Records from a pointing dataset:
========================================

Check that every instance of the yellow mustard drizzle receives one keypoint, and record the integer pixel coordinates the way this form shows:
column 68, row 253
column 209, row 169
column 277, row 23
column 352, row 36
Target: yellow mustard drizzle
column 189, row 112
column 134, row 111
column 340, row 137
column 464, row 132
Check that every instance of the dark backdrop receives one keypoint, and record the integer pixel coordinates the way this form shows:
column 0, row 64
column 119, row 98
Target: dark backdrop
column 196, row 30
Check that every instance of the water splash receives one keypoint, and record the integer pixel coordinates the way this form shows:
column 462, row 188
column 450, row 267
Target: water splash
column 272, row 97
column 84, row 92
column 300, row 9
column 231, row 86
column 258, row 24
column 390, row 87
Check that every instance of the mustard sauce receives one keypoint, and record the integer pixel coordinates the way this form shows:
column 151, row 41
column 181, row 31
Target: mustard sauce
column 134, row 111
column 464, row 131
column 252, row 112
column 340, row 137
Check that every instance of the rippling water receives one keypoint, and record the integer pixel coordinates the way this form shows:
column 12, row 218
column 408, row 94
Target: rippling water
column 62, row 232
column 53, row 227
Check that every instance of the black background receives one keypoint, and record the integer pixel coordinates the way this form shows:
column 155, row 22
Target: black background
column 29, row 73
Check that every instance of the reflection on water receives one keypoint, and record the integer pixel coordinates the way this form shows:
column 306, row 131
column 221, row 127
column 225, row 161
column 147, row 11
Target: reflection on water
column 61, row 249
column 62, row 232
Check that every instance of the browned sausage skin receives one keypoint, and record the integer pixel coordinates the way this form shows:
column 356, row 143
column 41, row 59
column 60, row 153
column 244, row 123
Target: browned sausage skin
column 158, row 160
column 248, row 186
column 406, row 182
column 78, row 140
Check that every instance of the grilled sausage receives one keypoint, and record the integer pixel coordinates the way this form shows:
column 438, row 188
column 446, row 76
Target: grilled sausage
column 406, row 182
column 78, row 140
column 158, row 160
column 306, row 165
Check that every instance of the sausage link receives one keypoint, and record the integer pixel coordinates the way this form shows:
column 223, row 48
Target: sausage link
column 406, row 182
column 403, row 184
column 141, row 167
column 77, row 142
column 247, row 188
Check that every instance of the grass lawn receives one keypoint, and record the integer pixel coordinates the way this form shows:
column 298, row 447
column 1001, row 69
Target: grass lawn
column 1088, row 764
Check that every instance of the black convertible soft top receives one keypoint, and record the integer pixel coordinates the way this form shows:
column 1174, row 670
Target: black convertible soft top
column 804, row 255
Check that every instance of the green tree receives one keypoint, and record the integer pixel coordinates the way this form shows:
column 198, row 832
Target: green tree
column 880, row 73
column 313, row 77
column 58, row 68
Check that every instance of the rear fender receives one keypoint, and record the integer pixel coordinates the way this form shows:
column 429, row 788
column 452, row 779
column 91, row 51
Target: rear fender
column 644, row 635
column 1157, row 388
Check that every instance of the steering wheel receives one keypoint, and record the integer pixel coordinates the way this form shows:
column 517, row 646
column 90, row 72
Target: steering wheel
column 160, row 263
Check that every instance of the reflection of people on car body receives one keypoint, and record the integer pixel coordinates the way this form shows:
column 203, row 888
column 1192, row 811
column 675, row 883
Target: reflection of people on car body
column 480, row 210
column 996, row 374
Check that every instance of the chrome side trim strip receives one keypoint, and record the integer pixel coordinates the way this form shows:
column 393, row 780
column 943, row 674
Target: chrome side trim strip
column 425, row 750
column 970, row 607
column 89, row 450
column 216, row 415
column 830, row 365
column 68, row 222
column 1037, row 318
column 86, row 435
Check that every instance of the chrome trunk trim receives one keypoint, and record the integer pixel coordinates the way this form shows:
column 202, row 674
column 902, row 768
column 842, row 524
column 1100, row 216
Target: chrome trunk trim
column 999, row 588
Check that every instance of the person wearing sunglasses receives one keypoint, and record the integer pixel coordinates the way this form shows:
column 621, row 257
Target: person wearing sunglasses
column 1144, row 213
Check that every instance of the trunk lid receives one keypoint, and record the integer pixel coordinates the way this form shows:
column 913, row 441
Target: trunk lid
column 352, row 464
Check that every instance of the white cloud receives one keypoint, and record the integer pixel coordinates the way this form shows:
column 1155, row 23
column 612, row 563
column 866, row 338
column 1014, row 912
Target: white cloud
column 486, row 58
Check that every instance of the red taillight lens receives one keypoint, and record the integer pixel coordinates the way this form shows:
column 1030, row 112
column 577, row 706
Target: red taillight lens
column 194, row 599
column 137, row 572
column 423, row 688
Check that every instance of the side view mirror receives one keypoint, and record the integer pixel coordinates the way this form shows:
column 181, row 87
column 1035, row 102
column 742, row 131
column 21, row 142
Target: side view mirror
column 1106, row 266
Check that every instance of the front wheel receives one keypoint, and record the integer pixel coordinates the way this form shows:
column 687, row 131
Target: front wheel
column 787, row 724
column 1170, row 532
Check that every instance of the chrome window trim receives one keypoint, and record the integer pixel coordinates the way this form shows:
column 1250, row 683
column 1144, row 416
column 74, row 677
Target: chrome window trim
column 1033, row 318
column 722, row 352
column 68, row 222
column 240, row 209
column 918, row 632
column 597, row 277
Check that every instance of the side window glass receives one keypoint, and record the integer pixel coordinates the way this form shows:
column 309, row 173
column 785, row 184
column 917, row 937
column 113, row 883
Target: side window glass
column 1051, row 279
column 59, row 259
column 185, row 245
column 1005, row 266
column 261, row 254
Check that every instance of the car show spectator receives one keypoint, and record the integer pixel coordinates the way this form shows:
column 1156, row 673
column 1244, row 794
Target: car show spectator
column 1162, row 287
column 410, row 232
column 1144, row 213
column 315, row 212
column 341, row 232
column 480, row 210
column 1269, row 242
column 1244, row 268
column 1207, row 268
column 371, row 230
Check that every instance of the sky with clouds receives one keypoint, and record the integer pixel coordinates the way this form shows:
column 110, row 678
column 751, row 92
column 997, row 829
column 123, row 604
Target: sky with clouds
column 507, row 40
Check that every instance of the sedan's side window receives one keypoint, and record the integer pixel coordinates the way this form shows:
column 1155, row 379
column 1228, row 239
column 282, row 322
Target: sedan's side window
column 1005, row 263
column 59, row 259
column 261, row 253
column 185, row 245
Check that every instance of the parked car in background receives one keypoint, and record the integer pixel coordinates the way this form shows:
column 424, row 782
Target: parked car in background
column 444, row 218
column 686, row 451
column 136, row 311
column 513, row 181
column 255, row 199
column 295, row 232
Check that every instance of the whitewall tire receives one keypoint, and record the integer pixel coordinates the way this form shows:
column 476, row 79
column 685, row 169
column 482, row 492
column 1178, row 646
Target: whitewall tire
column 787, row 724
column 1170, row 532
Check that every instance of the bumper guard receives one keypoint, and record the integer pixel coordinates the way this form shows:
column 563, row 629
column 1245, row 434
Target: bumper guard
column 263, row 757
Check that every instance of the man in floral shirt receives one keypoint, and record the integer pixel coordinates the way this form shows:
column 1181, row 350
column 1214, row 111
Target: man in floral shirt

========================================

TASK STATEMENT: Copy all of the lines above word for word.

WRITTEN REPLY:
Check that every instance of the yellow mustard drizzle receives one keypoint, and record the integer pixel coordinates the way this form shows:
column 68, row 253
column 209, row 169
column 277, row 23
column 352, row 36
Target: yellow mustard drizzle
column 189, row 112
column 134, row 111
column 340, row 137
column 464, row 132
Check that every instance of the dark backdrop receives one keypoint, and record the integer pixel coordinates the way this form shows:
column 0, row 64
column 119, row 98
Target: dark backdrop
column 196, row 30
Check that every instance of the water splash receives one keypoint, and record the integer pixel coordinates the way this form shows:
column 462, row 188
column 450, row 267
Target: water splash
column 272, row 97
column 84, row 92
column 300, row 9
column 231, row 86
column 258, row 24
column 390, row 87
Check that every instance of the mustard sauce receives one keypoint, and record the integer pixel coordinates the way this form shows:
column 151, row 41
column 181, row 31
Target: mustard sauce
column 134, row 111
column 464, row 131
column 252, row 112
column 340, row 137
Check that every instance of the rippling water receives one keypoint, and record the integer pixel coordinates the way this form shows:
column 12, row 218
column 408, row 94
Target: rippling water
column 62, row 232
column 53, row 227
Check that every instance of the black background receives one keypoint, and record the integer pixel coordinates the way this form shows:
column 155, row 22
Target: black background
column 29, row 73
Check that every instance of the reflection on water receives one keypoint, and record the integer pixel coordinates the way this form shows:
column 306, row 131
column 221, row 127
column 225, row 161
column 147, row 11
Target: reflection on water
column 61, row 249
column 62, row 232
Check that every instance of the browned sausage skin receives one keypoint, and record the integer pixel coordinates the way this form shows:
column 356, row 143
column 41, row 59
column 60, row 153
column 244, row 123
Target: browned sausage skin
column 158, row 160
column 248, row 186
column 406, row 182
column 78, row 140
Check that every instance of the grilled sausage receives one keypoint, and record the integer pixel coordinates the way this form shows:
column 438, row 188
column 446, row 76
Target: grilled sausage
column 406, row 182
column 78, row 140
column 158, row 160
column 306, row 165
Check that every instance of the sausage link receives one keypoint, and record the integer pixel coordinates the way this form shows:
column 223, row 48
Target: sausage link
column 406, row 182
column 403, row 184
column 141, row 167
column 77, row 142
column 247, row 188
Check that every instance of the grass lawn receives one keypoint, and record the integer pixel coordinates the way this form shows:
column 298, row 447
column 1001, row 69
Target: grass lawn
column 1088, row 764
Check that every instance of the black convertible soft top receives one keypoint, and record the integer pixel coordinates the way this form shows:
column 1174, row 670
Target: black convertible soft top
column 804, row 255
Check that every instance of the green tree receives one keypoint, and record the integer pixel coordinates the way this form shows:
column 198, row 832
Target: green tree
column 880, row 73
column 313, row 77
column 58, row 68
Check that every instance of the rear fender receives one keypoint, and record the integer pixel coordinates the way this form shows:
column 429, row 788
column 452, row 779
column 91, row 51
Target: rear fender
column 644, row 635
column 1157, row 388
Check that every instance of the steering wheel receives one keypoint, and record the integer pixel coordinates the way this form shows:
column 517, row 646
column 90, row 72
Target: steering wheel
column 160, row 263
Check that every instance of the reflection of people on car body receives one keypoint, and record the integer pixel coordinates the way this form shows:
column 203, row 888
column 1192, row 811
column 675, row 883
Target: reflection of people on car body
column 480, row 210
column 996, row 374
Check that every instance of the chrome side trim strip receives one keypoint, and record the integer pixel coordinates the way this form shows:
column 393, row 780
column 943, row 674
Target: chrome side trim strip
column 425, row 750
column 970, row 607
column 89, row 450
column 216, row 415
column 830, row 365
column 68, row 222
column 1037, row 318
column 86, row 435
Check that every instance of the chrome trunk trim receives one keypoint, and record the integer pixel coordinates the way this form shows:
column 202, row 674
column 902, row 768
column 842, row 524
column 1100, row 216
Target: chrome trunk trim
column 999, row 588
Check that every instance of the person wearing sunglasses receives one keypoint, and record the integer pixel coordinates the way this form shows:
column 621, row 257
Target: person wearing sunglasses
column 1144, row 213
Check that every instance of the trunk lid receives one keypoint, and record the integer pixel coordinates the way this form shows:
column 913, row 441
Target: trunk lid
column 352, row 464
Check that every instance of the white cloud receives one keypoint, and record the integer pixel coordinates the way this form shows:
column 1155, row 23
column 612, row 563
column 866, row 338
column 1014, row 912
Target: white cloud
column 486, row 58
Check that every instance of the red taillight lens receives one keypoint, and record the integer pixel coordinates the way this form shows:
column 1030, row 112
column 577, row 706
Target: red taillight lens
column 194, row 599
column 137, row 572
column 423, row 688
Check that every instance of the side view mirror receives one keypoint, and record the integer pixel coordinates the way this form shows:
column 181, row 87
column 1035, row 102
column 742, row 131
column 21, row 142
Target: side view mirror
column 1106, row 266
Check that every instance of the front wheel receives one keypoint, and record the integer pixel coordinates the way this form shows:
column 687, row 131
Target: front wheel
column 787, row 724
column 1170, row 532
Check that every instance of the chrome window trim receives one keypoint, and record the integer pixel coordinates the way this form shows:
column 1250, row 683
column 1144, row 416
column 74, row 677
Target: chrome window trim
column 1033, row 318
column 722, row 352
column 68, row 222
column 240, row 209
column 918, row 632
column 597, row 277
Check that every instance of the side window glass receives one keypoint, and record the integer pixel coordinates the way this form shows:
column 309, row 173
column 785, row 184
column 917, row 937
column 113, row 883
Target: side window glass
column 1051, row 279
column 59, row 259
column 185, row 245
column 1005, row 266
column 261, row 254
Check that every instance of the car show spectator receives one keypoint, and record the integer pixel coordinates the way this form shows:
column 1156, row 673
column 1244, row 794
Target: car show spectator
column 1162, row 287
column 410, row 232
column 1144, row 213
column 315, row 212
column 341, row 232
column 480, row 210
column 1269, row 242
column 1244, row 268
column 1207, row 268
column 371, row 230
Check that every instance of the sky with clouds receives one keypoint, and record the integer pixel coordinates the way this form shows:
column 110, row 678
column 751, row 92
column 997, row 829
column 123, row 604
Target: sky with clouds
column 507, row 40
Check that every instance of the sedan's side window receives one keypoint, and record the integer pixel coordinates the way this form shows:
column 1155, row 379
column 1228, row 239
column 282, row 322
Target: sedan's side window
column 1005, row 263
column 59, row 259
column 261, row 253
column 185, row 245
Check that every instance of the parked car in background receives one keypoint, and record the integer pixel coordinates the way this form shows:
column 424, row 782
Target: parked car in background
column 444, row 218
column 686, row 451
column 136, row 311
column 513, row 181
column 255, row 199
column 295, row 232
Check that every instance of the whitewall tire receives one keypoint, and record the integer pixel coordinates the way this form shows:
column 476, row 79
column 685, row 169
column 482, row 492
column 1178, row 646
Target: whitewall tire
column 787, row 724
column 1170, row 532
Check that every instance of the bumper guard receives one keypoint, and record the integer pixel coordinates the way this form shows:
column 563, row 629
column 1245, row 434
Target: bumper guard
column 263, row 757
Check that every instance of the man in floral shirt receives one keypoint, and record the integer pixel coordinates the way this form shows:
column 1181, row 350
column 1214, row 111
Target: man in floral shirt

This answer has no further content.